== Input material ==

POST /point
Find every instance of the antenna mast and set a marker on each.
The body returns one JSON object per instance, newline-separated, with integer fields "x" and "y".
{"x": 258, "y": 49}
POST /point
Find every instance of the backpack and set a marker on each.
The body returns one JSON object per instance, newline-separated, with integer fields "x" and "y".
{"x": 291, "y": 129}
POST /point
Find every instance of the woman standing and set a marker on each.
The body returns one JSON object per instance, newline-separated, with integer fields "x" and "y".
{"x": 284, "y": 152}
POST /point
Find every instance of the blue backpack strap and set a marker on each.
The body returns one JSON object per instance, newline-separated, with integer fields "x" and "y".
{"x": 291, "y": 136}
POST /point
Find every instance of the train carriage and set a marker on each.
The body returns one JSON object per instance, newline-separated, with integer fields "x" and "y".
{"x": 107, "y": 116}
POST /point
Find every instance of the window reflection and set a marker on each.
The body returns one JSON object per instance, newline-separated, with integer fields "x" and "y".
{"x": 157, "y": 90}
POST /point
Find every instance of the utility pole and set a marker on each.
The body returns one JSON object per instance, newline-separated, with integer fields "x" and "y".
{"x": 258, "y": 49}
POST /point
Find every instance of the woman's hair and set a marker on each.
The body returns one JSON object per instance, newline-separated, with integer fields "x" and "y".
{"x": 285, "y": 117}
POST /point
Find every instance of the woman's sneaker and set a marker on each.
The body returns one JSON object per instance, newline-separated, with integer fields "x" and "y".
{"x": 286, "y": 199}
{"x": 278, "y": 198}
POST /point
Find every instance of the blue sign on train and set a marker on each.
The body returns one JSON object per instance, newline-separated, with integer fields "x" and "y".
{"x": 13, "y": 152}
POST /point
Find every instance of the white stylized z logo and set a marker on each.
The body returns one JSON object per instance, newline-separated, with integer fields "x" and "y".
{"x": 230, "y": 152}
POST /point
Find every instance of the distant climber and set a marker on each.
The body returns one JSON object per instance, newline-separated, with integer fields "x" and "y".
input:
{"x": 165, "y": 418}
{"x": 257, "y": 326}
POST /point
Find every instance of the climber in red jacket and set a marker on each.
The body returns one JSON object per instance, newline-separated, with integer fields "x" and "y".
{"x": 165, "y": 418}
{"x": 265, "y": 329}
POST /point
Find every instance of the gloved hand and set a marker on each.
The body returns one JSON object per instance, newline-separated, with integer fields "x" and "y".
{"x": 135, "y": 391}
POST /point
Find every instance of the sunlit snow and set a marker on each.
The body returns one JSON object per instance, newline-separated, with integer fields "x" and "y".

===

### Problem statement
Exact retyping of every entry is required.

### Exercise result
POST /point
Find every instance of the antenna mast and set a marker on each.
The body returns one JSON object per instance, newline-separated, with integer fields "x" and "y".
{"x": 258, "y": 49}
POST /point
Find every instance of the backpack and set a marker on each.
The body returns one JSON object per instance, newline-separated, with integer fields "x" and "y".
{"x": 291, "y": 129}
POST /point
Find every instance of the woman standing and set a marker on each.
The body returns one JSON object per instance, newline-separated, with integer fields "x" and "y".
{"x": 284, "y": 152}
POST /point
Find every instance of the blue backpack strap and set a marker on each.
The body returns one JSON object per instance, newline-separated, with integer fields "x" and "y".
{"x": 291, "y": 136}
POST /point
Find every instance of the train carriage and set a marker on each.
The body returns one JSON object per instance, newline-separated, with integer fields "x" and "y".
{"x": 107, "y": 116}
POST /point
Find every instance of the window reflection and set a marker on each.
The body returns one JSON object per instance, newline-separated, with integer fields "x" and "y".
{"x": 157, "y": 90}
POST /point
Find every instance of the utility pole and set a marker on each.
The body returns one JSON object per instance, newline-separated, with integer fields "x" and "y".
{"x": 258, "y": 49}
POST /point
Find every instance of the woman's hair and set a marker on each.
The body returns one JSON object per instance, newline-separated, with integer fields "x" and "y".
{"x": 285, "y": 117}
POST /point
Find every instance of the woman's sneaker and set a marker on each.
The body returns one JSON object per instance, newline-separated, with integer fields "x" and "y".
{"x": 286, "y": 199}
{"x": 278, "y": 198}
POST /point
Find every instance of the blue sign on train and set a marker on each.
The body returns one JSON object per instance, newline-separated, with integer fields "x" and "y".
{"x": 13, "y": 152}
POST /point
Find every instance of the white stylized z logo and set a marker on each.
The body returns one JSON object per instance, newline-separated, with integer fields "x" and "y".
{"x": 230, "y": 152}
POST /point
Find every instance of the distant climber and set a marker on each.
The body returns one JSON object per instance, newline-separated, with integer fields "x" and "y".
input:
{"x": 165, "y": 418}
{"x": 257, "y": 326}
POST /point
Find every instance of the climber in red jacket and set a marker on each.
The body returns one JSON object per instance, newline-separated, with integer fields "x" and "y".
{"x": 165, "y": 418}
{"x": 265, "y": 329}
POST /point
Find every instance of the gloved hand and set a marker on each.
The body returns one JSON object per instance, newline-separated, with integer fields "x" and "y".
{"x": 135, "y": 391}
POST /point
Find every instance of the sunlit snow and set a marker on each.
The body returns one JSON object per instance, newline-separated, with integer fields "x" and "y".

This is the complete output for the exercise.